[INPUT RECORDS]

=== Section Start ===

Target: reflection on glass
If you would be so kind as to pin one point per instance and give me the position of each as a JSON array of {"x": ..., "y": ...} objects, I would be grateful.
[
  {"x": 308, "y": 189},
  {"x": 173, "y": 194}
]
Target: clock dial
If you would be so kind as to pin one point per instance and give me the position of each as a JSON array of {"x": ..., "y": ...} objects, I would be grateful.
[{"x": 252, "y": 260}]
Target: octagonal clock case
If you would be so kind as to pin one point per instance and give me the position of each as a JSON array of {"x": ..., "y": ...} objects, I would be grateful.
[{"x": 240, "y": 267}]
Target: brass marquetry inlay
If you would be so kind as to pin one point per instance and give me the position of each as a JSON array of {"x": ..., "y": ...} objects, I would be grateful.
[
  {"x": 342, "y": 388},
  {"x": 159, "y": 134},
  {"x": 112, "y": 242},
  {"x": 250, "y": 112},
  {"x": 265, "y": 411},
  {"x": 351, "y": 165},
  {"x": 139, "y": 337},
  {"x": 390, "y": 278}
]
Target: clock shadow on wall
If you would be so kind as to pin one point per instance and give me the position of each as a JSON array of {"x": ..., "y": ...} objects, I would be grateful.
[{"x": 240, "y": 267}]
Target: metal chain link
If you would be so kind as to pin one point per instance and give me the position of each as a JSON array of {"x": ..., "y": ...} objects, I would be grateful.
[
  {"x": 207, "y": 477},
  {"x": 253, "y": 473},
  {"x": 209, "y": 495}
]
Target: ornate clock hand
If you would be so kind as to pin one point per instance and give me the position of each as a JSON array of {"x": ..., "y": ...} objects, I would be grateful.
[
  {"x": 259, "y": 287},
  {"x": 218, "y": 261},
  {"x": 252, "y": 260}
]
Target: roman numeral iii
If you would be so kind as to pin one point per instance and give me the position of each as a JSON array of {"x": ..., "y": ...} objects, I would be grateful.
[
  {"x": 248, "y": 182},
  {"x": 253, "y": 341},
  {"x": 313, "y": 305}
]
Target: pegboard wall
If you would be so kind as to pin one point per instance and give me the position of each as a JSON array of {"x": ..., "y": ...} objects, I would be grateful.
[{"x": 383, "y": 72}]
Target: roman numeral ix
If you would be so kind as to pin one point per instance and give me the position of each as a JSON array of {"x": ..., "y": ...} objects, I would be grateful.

=== Section End ===

[REQUIREMENT] Transcribe each entry exactly.

[REPLY TO THE EXERCISE]
Target: reflection on glass
If you would be so kind as to pin one point per instance and give me the position of each as a JSON array of {"x": ..., "y": ...} objects, I would be grateful.
[
  {"x": 308, "y": 189},
  {"x": 173, "y": 194}
]
Target: clock dial
If you would be so kind as to pin one point per instance and give me the position of each as a JSON array of {"x": ..., "y": ...} objects, I would be grateful.
[{"x": 252, "y": 260}]
Target: octagonal clock case
If you would be so kind as to pin one point per instance and give me the position of each as a JSON array of {"x": ..., "y": ...} objects, I would be grateful.
[{"x": 240, "y": 267}]
Target: brass marquetry inlay
If you would be so kind as to pin one point per instance and give me the position of each as a JSON array of {"x": ..., "y": ...} objects, I would be grateful.
[
  {"x": 342, "y": 388},
  {"x": 159, "y": 134},
  {"x": 112, "y": 242},
  {"x": 250, "y": 112},
  {"x": 265, "y": 411},
  {"x": 351, "y": 165},
  {"x": 139, "y": 337},
  {"x": 390, "y": 278}
]
Target: clock shadow on wall
If you would be so kind as to pin one point per instance and give me the position of each as a JSON array of {"x": ..., "y": ...} objects, I would be grateful.
[{"x": 240, "y": 267}]
Target: metal chain link
If you would be so kind as to pin one point per instance and give me the position of each as a JSON array of {"x": ..., "y": ...} objects, I would be grateful.
[
  {"x": 207, "y": 477},
  {"x": 253, "y": 473},
  {"x": 209, "y": 495}
]
Target: ornate clock hand
If you would be so kind as to pin one point per instance and give me the position of each as a JSON array of {"x": ..., "y": ...} objects, I would be grateful.
[
  {"x": 259, "y": 287},
  {"x": 218, "y": 261},
  {"x": 252, "y": 260}
]
Target: roman numeral iii
If you would be so kind as to pin one point per instance and give me the position of each as a JSON array of {"x": ..., "y": ...} objects, I would be grateful.
[
  {"x": 248, "y": 182},
  {"x": 253, "y": 341},
  {"x": 313, "y": 305}
]
Target: pegboard wall
If you would be so kind as to pin one point per instance and give me the position of each as a JSON array of {"x": ..., "y": ...} objects, I would be grateful.
[{"x": 383, "y": 72}]
Target: roman numeral ix
If you would be so kind as to pin one point per instance and give me the position of each as a JSON array of {"x": ..., "y": ...} objects, I would be grateful.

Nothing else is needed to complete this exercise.